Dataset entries
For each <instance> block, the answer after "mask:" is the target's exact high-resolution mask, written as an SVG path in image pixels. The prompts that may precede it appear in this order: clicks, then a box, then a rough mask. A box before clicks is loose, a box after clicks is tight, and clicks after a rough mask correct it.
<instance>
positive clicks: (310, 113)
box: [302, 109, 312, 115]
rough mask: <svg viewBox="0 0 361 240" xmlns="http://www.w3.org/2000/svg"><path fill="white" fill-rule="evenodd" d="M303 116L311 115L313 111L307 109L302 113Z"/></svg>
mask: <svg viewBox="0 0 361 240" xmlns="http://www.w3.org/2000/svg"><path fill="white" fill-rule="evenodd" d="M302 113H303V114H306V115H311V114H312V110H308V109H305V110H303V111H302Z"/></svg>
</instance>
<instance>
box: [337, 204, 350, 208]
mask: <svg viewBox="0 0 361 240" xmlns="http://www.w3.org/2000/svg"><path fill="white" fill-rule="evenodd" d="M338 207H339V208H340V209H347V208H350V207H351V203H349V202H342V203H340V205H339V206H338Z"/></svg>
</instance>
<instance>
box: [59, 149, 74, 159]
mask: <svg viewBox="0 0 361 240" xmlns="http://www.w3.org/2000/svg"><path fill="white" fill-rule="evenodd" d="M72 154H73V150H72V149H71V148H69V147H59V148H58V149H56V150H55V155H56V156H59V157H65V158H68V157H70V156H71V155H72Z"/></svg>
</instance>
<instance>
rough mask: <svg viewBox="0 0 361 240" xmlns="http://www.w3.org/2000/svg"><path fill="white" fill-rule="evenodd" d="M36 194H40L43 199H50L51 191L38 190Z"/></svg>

### Your assignment
Provide a faithful, complete copy of the entries above.

### Solution to the exercise
For each <instance> block, the answer after "mask:" is the target's exact high-resolution mask, written as an SVG path in image pixels. The prompts that may precede it appear in this order: clicks, then a box, then a rough mask. A box before clicks is loose, a box after clicks is tight, and clicks after a rough mask correct it.
<instance>
positive clicks: (310, 113)
box: [302, 109, 312, 115]
rough mask: <svg viewBox="0 0 361 240" xmlns="http://www.w3.org/2000/svg"><path fill="white" fill-rule="evenodd" d="M303 116L311 115L313 111L307 109L302 113Z"/></svg>
mask: <svg viewBox="0 0 361 240" xmlns="http://www.w3.org/2000/svg"><path fill="white" fill-rule="evenodd" d="M302 113H303V114H306V115H311V114H312V110H308V109H305V110H303V111H302Z"/></svg>
</instance>
<instance>
box: [337, 204, 350, 208]
mask: <svg viewBox="0 0 361 240" xmlns="http://www.w3.org/2000/svg"><path fill="white" fill-rule="evenodd" d="M338 207H339V208H340V209H347V208H350V207H351V203H349V202H342V203H340V205H339V206H338Z"/></svg>
</instance>
<instance>
box: [59, 149, 74, 159]
mask: <svg viewBox="0 0 361 240" xmlns="http://www.w3.org/2000/svg"><path fill="white" fill-rule="evenodd" d="M72 154H73V150H72V149H71V148H69V147H59V148H58V149H56V150H55V155H56V156H59V157H65V158H68V157H70V156H71V155H72Z"/></svg>
</instance>
<instance>
rough mask: <svg viewBox="0 0 361 240" xmlns="http://www.w3.org/2000/svg"><path fill="white" fill-rule="evenodd" d="M36 194H40L43 199H50L51 191L38 190Z"/></svg>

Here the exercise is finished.